** begin **

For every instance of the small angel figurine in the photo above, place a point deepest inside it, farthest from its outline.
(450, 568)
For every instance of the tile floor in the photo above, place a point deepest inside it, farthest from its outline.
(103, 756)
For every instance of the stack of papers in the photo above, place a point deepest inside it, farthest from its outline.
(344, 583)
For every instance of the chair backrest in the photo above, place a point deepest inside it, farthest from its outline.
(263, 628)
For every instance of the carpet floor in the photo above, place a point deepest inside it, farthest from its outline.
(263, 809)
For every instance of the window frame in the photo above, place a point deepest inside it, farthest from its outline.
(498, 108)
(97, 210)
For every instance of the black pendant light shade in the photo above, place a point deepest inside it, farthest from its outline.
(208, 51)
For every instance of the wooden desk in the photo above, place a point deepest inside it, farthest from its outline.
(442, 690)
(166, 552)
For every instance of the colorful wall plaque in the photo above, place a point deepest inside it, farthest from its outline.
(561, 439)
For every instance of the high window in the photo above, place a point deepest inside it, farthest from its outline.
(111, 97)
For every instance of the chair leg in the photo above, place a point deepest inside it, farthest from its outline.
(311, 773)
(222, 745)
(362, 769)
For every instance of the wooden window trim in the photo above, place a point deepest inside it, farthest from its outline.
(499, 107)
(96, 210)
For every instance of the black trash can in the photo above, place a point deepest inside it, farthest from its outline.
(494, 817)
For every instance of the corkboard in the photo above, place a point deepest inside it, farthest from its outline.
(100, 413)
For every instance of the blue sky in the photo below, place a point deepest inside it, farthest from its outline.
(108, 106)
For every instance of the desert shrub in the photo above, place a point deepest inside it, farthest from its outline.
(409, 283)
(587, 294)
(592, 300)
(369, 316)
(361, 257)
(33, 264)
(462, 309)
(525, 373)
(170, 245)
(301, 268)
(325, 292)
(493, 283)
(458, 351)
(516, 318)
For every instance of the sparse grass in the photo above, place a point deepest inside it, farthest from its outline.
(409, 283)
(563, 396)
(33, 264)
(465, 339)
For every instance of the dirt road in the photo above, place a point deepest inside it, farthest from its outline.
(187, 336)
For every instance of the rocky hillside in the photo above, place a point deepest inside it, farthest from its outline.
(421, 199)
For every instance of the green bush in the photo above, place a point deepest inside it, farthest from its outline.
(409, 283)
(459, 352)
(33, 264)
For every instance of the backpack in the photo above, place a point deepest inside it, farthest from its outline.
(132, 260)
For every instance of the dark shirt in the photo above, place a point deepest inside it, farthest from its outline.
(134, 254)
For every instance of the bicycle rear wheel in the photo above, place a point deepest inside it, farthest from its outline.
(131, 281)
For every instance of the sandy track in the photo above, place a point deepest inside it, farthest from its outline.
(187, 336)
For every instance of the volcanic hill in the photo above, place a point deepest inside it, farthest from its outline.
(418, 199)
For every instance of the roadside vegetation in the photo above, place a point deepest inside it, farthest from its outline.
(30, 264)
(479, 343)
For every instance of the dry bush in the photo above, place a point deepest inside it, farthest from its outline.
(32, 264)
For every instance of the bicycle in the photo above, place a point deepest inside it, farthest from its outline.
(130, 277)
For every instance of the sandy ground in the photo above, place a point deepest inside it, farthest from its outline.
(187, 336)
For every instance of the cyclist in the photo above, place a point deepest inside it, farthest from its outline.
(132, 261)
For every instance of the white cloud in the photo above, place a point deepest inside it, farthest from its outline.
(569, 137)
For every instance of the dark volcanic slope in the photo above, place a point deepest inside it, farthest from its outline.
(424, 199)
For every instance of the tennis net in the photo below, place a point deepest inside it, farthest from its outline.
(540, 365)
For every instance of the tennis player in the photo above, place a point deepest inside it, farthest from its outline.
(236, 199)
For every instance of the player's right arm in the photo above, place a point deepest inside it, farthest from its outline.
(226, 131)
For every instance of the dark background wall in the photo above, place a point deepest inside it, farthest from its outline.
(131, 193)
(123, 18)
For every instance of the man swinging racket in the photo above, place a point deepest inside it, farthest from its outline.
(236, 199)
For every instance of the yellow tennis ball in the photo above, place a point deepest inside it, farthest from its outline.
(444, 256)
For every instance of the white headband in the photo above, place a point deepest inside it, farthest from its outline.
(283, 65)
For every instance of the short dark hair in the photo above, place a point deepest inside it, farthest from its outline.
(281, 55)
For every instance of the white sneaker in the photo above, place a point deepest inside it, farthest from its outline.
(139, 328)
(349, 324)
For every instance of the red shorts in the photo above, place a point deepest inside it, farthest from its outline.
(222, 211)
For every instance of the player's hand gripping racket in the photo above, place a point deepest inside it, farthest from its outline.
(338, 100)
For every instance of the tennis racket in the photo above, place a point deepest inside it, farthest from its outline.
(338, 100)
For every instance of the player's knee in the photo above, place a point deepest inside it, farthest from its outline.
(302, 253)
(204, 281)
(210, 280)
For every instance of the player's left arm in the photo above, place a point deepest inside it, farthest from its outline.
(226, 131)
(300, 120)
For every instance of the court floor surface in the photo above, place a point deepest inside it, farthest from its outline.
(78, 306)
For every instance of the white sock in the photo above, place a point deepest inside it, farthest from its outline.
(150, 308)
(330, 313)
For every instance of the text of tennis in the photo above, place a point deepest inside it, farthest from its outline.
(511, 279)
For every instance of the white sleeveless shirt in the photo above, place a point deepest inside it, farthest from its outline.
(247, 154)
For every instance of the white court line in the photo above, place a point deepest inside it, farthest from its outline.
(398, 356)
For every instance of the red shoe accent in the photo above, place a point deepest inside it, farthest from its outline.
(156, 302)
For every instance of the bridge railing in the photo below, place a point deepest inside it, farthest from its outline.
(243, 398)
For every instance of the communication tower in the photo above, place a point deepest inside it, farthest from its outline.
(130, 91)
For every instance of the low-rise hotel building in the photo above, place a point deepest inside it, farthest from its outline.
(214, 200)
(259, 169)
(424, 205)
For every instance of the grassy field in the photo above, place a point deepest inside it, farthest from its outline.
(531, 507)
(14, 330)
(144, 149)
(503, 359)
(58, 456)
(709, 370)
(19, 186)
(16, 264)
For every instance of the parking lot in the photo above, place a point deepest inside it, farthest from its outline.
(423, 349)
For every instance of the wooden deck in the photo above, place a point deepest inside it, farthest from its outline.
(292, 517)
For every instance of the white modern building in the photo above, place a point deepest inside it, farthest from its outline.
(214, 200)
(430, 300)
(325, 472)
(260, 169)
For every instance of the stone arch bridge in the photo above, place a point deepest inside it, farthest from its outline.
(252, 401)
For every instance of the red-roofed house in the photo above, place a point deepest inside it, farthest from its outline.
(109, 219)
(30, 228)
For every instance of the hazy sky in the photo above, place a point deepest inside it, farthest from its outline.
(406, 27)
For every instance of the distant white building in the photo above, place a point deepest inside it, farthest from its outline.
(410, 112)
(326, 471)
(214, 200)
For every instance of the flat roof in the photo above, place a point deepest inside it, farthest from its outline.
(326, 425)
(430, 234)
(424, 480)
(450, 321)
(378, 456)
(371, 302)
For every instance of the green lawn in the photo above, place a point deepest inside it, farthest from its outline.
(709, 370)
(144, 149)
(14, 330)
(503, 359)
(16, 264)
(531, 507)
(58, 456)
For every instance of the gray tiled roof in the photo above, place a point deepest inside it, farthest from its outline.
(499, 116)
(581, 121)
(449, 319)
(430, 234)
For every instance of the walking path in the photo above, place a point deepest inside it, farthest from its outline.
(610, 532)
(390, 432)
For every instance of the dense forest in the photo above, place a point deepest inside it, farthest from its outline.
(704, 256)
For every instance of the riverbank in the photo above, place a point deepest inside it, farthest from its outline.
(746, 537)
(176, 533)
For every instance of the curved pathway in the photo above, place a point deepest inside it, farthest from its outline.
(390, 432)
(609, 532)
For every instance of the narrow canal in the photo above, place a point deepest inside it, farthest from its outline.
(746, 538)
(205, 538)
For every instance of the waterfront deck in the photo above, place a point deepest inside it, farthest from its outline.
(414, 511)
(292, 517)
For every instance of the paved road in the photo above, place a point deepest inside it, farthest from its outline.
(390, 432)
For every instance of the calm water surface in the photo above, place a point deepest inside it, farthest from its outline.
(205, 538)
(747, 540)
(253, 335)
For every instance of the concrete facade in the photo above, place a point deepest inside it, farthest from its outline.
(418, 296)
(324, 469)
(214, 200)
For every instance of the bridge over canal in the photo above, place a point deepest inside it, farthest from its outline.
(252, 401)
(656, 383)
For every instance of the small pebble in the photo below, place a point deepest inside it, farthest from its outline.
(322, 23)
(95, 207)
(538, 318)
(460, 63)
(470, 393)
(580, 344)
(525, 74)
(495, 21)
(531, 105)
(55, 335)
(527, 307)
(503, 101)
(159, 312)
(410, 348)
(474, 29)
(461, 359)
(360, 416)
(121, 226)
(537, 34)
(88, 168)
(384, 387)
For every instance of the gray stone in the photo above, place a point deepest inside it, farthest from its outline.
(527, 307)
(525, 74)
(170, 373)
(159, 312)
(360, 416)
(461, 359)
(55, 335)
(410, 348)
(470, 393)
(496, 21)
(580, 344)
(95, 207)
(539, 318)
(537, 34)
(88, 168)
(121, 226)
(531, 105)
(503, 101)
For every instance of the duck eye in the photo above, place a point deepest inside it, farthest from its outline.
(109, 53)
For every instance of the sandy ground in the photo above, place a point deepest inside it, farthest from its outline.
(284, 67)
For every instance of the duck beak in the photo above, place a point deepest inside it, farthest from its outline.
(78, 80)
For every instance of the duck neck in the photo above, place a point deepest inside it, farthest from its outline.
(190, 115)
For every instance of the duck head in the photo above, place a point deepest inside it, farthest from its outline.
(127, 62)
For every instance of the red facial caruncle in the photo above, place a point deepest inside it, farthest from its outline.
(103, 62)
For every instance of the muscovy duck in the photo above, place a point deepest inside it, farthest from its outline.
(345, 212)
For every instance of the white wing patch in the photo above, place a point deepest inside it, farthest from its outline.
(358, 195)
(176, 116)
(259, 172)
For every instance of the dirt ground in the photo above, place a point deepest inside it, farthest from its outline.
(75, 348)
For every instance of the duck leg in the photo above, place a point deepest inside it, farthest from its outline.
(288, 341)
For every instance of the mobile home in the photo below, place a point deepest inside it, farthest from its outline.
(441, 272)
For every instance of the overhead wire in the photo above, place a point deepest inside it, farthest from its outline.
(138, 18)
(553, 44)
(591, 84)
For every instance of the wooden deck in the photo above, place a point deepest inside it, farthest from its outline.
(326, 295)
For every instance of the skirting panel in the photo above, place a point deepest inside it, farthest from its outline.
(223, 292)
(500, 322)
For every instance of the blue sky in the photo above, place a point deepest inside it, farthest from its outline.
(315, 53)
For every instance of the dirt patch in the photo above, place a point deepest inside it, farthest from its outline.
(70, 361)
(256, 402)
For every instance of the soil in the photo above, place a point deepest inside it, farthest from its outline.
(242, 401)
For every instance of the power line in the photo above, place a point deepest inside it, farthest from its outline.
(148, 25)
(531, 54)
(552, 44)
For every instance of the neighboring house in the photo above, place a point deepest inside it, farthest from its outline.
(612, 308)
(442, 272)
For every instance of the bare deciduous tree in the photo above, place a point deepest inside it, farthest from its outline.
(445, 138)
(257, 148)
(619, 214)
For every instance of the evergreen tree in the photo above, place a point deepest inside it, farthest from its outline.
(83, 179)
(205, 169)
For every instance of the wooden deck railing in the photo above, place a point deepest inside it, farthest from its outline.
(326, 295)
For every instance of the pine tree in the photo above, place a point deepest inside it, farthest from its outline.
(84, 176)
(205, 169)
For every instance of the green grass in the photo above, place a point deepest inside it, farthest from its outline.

** end **

Work to do
Only the lines from the one that contains "For every instance of the skirting" to the end of the data should be output, exactly as they appear.

Solution to this problem
For every instance of the skirting panel in the photo above, place a point deepest inside it, farthest from its outline.
(223, 292)
(500, 322)
For every instance of the blue sky in the photo above, place a point deepest inside it, farthest from its outline.
(315, 53)
For every instance of the dirt patch in the photo above, place a point deepest inside it, farthest from its outline.
(70, 361)
(256, 402)
For every instance of the soil in the photo above, place a point deepest inside it, farthest from its outline.
(242, 401)
For every instance of the power line in the photo above, place a point deepest inside it, farthest from its outline.
(148, 25)
(531, 54)
(552, 44)
For every instance of the neighboring house in the photo above, place a point deepest inside it, farthest from its outline.
(612, 308)
(442, 272)
For every instance of the bare deciduous tree in the photo above, place a point deepest inside it, farthest from its outline.
(445, 138)
(257, 148)
(619, 214)
For every instance of the evergreen tree in the photo above, place a point deepest inside it, farthest from its outline.
(83, 179)
(205, 169)
For every instance of the wooden deck railing in the photo above, place a point deepest inside it, farthest from its outline.
(326, 295)
For every instance of the pine tree in the photo above, place a point deepest inside it, farthest from its outline.
(84, 176)
(205, 169)
For every instance of the green grass in the photo above, place a point deepest inside it, farthest from its outline.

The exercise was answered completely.